> ENTRIES PROVIDED

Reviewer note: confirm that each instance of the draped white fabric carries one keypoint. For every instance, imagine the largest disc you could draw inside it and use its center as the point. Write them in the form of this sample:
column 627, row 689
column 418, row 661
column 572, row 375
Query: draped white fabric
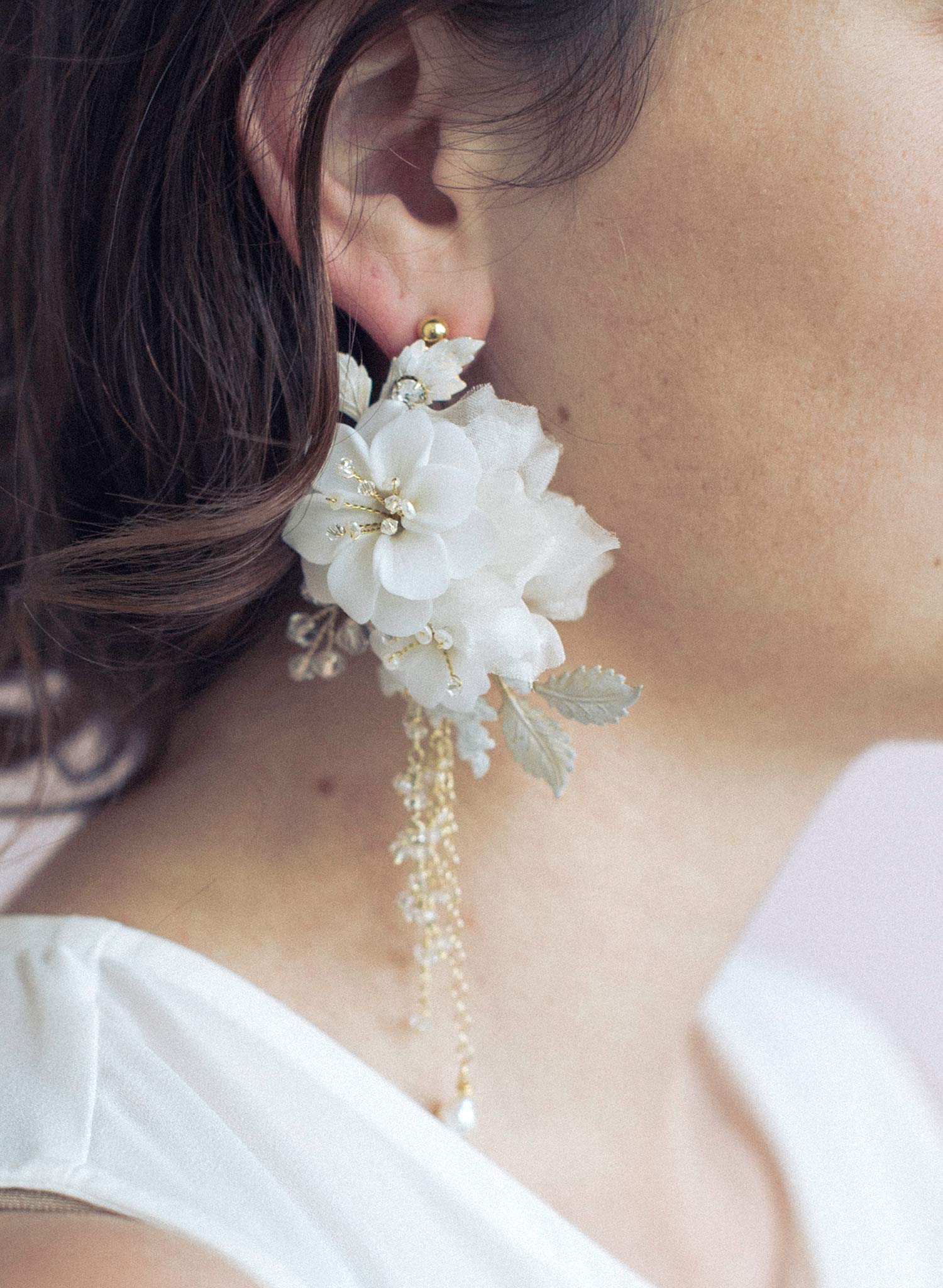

> DESCRIPTION OF THE TASK
Write out verbatim the lines from the one containing "column 418, row 661" through the last line of the listing above, and no other lines; omit pictures.

> OUTPUT
column 418, row 661
column 572, row 375
Query: draped white fabric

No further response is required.